» Prompt:
Find all lines below containing the string "above" and return them.

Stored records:

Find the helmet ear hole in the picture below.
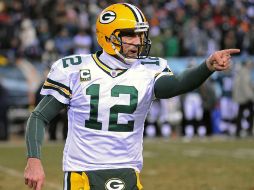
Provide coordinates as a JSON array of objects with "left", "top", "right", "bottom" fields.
[
  {"left": 110, "top": 35, "right": 116, "bottom": 42},
  {"left": 110, "top": 34, "right": 121, "bottom": 45},
  {"left": 105, "top": 36, "right": 110, "bottom": 42}
]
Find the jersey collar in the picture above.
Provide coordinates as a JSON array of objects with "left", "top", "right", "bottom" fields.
[{"left": 92, "top": 51, "right": 130, "bottom": 78}]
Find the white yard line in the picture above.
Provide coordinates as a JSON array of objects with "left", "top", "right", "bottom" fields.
[{"left": 0, "top": 165, "right": 62, "bottom": 190}]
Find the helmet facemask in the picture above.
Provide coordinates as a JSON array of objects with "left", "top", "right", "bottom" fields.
[{"left": 108, "top": 27, "right": 151, "bottom": 63}]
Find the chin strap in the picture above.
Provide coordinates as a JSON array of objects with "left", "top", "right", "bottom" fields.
[{"left": 111, "top": 42, "right": 137, "bottom": 64}]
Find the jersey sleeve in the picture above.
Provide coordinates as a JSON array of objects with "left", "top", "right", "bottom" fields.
[
  {"left": 154, "top": 61, "right": 213, "bottom": 99},
  {"left": 154, "top": 58, "right": 174, "bottom": 81},
  {"left": 141, "top": 57, "right": 174, "bottom": 99},
  {"left": 40, "top": 59, "right": 71, "bottom": 104}
]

» Exercise output:
Find the jersey collar in the picture above.
Find the white yard line in the picture above.
Find the helmet facemask in the picture above.
Find the chin strap in the picture above.
Find the jersey sleeve in the picture above.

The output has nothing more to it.